───── DOCUMENT PASSAGE ─────

By Sabriya McKoy, contributor
For both new JMU students and returning students who went through the abrupt shift to online classes in the spring, the university’s move this week to online classes amid a spike in COVID-19 cases has stoked anxiety and confusion.
“I think it’s going to be difficult to do online classes, especially because I was scheduled to attend classes face-to-face and alternate online,” said Chloe Mills, a freshman justice studies major. “It’s hard enough to keep up with hybrid classes.”
Many so-called hybrid classes split the roster in half so that one group would come to the classroom while the other half joined virtually or watched recorded video lessons so there would be fewer people in the classroom. Now that most classes are fully online, Mills and other students say that it’s like having to adjust to a whole new schedule — at least until Oct. 5 when JMU officials hope to fully re-open.
“It’s weird because everyone feels so bad for us, but we don’t really know what to think because we’re used to it at this point, and it’s sad,” Mills said.
Friday marks the end of the first week of mostly online courses. Because of a spike in COVID-19 cases and shrinking availability of quarantine beds, administrators announced Sept. 1 that the move to online courses would begin Sept. 7. And JMU sent home many students who live in on-campus residence halls. In all, more than 1,000 students have tested positive for the virus since Aug. 17, according to dashboard kept by The Breeze. University officials said they hoped the move is temporary and will announce later this month whether professors and students can return to physical classrooms Oct. 5.
Mills was among many students who told The Citizen she is trying to get used to the turmoil the pandemic has brought with it. They said they are trying to become more disciplined and productive in their studies and attending all their classes on various online platforms, such as Zoom and WebEx, while still maintaining communication with their professors and peers.
Quinn Burnett, a sophomore studying psychology, said she worries she’ll have trouble focusing in online classes.
“I’m taking a statistical analytics class that requires us to use a computer program SPSS, which I’m not totally comfortable with,” Mills said. “It’s going to be a lot harder to get help now.”
The university’s faculty and staff are trying to provide help with that. For instance, JMU’s Science and Math Learning Center conducts synchronous and asynchronous tutoring through its Science and Math Learning Center website. Students also can schedule a time for tutoring services through WebEx. The asynchronous option allows students to submit a Google form with questions for a tutor to answer. Students should expect a response within one or two business days, according to the center’s site.
The University sends weekly updates to the JMU community. Regarding the virus, students can find academic and counseling resources on the university website. Resources include virtual learning tips, library materials, and tutoring services.
Julianne Ellington, a sophomore studying elementary education, said she thinks the university should have put out more information than what was given over the summer.
“It feels like a lot of the emails we received were empty fluff to make us feel better,” Ellington said.
The university has adjusted its timeline to allow students flexibility, including extending the deadline to withdraw from the university to Oct. 10 from Sept. 15, according to a message JMU’s University Communications sent to students.
Clare Inlow, a freshman studying special education, said she isn’t the best at doing homework and is anxious about struggling in her classes. Inlow’s sister is two years older than she is, and when she came home in the spring, Inlow said she was very stressed.
The university offers counseling resources to support students to manage stress or want to practice self-care, including through JMU’s Therapy Assistance Online with virtual tools and connections to counseling to help students through school and everyday challenges.

───── ENTRIES SUPPLIED ─────

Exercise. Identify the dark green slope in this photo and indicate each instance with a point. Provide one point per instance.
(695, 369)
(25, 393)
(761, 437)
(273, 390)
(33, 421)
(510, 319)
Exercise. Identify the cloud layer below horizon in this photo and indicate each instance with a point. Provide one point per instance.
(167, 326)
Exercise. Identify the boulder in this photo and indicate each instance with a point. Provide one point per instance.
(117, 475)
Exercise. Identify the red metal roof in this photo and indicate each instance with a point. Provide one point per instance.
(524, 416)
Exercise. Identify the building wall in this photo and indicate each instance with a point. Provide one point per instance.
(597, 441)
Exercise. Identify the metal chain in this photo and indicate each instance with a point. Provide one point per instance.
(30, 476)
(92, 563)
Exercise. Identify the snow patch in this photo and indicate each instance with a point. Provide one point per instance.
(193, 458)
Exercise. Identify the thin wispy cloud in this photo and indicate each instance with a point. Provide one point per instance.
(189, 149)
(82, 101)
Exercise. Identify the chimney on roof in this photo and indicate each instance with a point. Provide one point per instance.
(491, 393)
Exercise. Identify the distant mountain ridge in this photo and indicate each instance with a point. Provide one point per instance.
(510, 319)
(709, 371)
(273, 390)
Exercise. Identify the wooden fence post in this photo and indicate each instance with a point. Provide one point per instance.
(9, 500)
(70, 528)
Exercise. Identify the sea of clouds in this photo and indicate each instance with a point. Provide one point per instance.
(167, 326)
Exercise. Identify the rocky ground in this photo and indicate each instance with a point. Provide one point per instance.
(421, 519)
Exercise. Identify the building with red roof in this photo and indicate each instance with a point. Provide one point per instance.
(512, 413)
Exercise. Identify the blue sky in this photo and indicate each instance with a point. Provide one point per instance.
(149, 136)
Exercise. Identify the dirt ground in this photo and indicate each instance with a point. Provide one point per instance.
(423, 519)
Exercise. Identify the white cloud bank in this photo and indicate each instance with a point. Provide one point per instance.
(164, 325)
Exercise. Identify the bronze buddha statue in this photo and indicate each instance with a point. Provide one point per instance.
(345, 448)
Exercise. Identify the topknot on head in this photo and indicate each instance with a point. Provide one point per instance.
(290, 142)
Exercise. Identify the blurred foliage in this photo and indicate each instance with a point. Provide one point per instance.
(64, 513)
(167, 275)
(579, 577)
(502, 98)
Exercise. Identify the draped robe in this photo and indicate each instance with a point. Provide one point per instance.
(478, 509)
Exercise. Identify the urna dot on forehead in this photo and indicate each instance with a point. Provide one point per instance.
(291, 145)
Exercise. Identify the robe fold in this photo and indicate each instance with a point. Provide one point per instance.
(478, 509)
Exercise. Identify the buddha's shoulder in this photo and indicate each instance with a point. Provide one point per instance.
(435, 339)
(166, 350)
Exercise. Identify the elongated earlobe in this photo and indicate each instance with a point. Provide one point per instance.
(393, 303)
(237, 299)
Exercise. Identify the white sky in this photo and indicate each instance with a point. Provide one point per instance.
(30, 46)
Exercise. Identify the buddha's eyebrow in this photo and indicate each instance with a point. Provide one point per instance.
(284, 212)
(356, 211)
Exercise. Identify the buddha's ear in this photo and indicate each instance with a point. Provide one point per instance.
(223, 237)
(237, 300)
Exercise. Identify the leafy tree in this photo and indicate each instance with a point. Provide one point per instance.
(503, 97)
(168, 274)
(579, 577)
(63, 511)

─────

» ACTIVITY:
Answer these questions about the article on JMU's move to online classes:
1. On what date did administrators announce the move to online courses?
2. To what date was the deadline to withdraw from the university extended?
3. How soon should students expect a tutor's response when using the asynchronous tutoring option?

» TASK OUTPUT:
1. Sept. 1
2. Oct. 10
3. Within one or two business days